>> START
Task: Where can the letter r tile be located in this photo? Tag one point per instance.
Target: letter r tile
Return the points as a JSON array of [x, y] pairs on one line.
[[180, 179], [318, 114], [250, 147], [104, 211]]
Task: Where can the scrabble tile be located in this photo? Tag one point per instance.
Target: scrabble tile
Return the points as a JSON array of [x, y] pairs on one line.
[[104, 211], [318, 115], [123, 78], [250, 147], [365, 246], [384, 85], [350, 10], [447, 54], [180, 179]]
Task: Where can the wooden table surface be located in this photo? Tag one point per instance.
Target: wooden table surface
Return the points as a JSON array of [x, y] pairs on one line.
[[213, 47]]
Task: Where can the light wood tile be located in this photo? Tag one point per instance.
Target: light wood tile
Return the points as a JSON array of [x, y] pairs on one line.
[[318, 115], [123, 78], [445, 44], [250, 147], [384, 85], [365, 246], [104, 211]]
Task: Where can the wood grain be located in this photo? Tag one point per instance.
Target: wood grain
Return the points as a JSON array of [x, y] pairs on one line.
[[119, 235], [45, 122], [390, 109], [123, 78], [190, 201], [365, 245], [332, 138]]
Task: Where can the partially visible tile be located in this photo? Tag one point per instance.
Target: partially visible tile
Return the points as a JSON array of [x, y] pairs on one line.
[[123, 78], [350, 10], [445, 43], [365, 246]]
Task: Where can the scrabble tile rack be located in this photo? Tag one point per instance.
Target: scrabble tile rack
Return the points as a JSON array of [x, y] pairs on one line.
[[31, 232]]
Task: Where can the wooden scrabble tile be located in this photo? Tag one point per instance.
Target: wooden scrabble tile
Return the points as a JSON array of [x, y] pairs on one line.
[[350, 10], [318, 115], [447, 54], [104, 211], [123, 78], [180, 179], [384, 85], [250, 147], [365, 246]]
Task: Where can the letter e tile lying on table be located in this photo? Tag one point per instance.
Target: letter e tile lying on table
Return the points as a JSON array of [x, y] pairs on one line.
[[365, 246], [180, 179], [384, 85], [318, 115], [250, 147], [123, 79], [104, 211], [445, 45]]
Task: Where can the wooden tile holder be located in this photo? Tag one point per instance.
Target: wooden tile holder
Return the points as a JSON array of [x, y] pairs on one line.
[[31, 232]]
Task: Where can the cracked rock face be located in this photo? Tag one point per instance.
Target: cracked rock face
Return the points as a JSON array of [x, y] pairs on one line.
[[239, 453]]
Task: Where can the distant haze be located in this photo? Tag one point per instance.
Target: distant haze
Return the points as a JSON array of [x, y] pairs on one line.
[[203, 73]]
>> END
» Problem requirements:
Please rewrite all the records above, putting "Mark" wherever "Tag" appears and changing nothing else.

» Result:
Task: Where can the letter r tile be located in this photo? Mark one point per instance.
Target: letter r tile
Return the points as a JSON array of [x, y] pairs on one line.
[[180, 179], [318, 114], [250, 147], [104, 211]]
Task: Where can the scrabble tile be located in this photo? Mark one point per instance.
Target: scrabble tile
Return the points as a JSON array of [x, y] pairs on one line.
[[104, 211], [318, 115], [123, 78], [250, 147], [365, 246], [384, 85], [350, 10], [447, 54], [180, 179]]
Task: Where can the wooden table surface be located in this photo? Mark one point per instance.
Target: wooden table surface
Return the points as a JSON array of [x, y] pairs on one line.
[[213, 47]]
Task: Where can the light wood tile be located in this photo? Mark one point per instance.
Target: light wood tile
Return the points as a JSON array of [x, y] pairs on one line.
[[318, 115], [123, 78], [445, 44], [250, 147], [384, 85], [365, 246], [104, 211]]
Task: Where can the wood grain be located in this photo? Mark one point per instance.
Target: wood grain
Return the points as a JSON array of [x, y] pairs on one line.
[[119, 235], [45, 122], [390, 109], [123, 78], [190, 201], [365, 245], [332, 138]]
Task: Where can the partially visible tile be located in this photo? Mark one point per instance.
Target: partially visible tile
Return the points as a JSON array of [x, y] pairs on one line.
[[123, 78], [350, 10], [445, 43], [365, 246]]
Task: Where can the scrabble tile rack be located in this photo? Mark one point per instance.
Target: scrabble tile rack
Return the points as a JSON array of [x, y] pairs on one line.
[[31, 232]]
Task: Where can the wooden scrabble tile be located in this photo? Mark one point per instance.
Target: wooden scrabble tile
Return the points as a JSON array of [x, y] pairs on one line.
[[350, 10], [318, 115], [447, 54], [104, 211], [123, 78], [180, 179], [384, 85], [250, 147], [365, 246]]
Task: Where can the letter e tile lying on table be located in this photo? Mark one point per instance.
Target: letter e tile lying on table
Return the points as a JSON array of [x, y] pairs on one line.
[[365, 246], [180, 179], [384, 85], [318, 115], [250, 147], [123, 79], [104, 211], [445, 45]]
Task: Where can the wooden tile holder be located in this photo? Mark one point per instance.
Target: wooden tile holder
Return the points as a JSON array of [x, y] pairs on one line.
[[31, 232]]
Task: Where can the cracked rock face be located in this photo? Mark one point per instance.
Target: cracked rock face
Return the points as a JSON array of [x, y] pairs on one line.
[[239, 453]]
Task: Where can the distant haze be located in this photo? Mark one point per instance.
Target: distant haze
Return the points as a JSON array of [x, y] pairs on one line.
[[203, 73]]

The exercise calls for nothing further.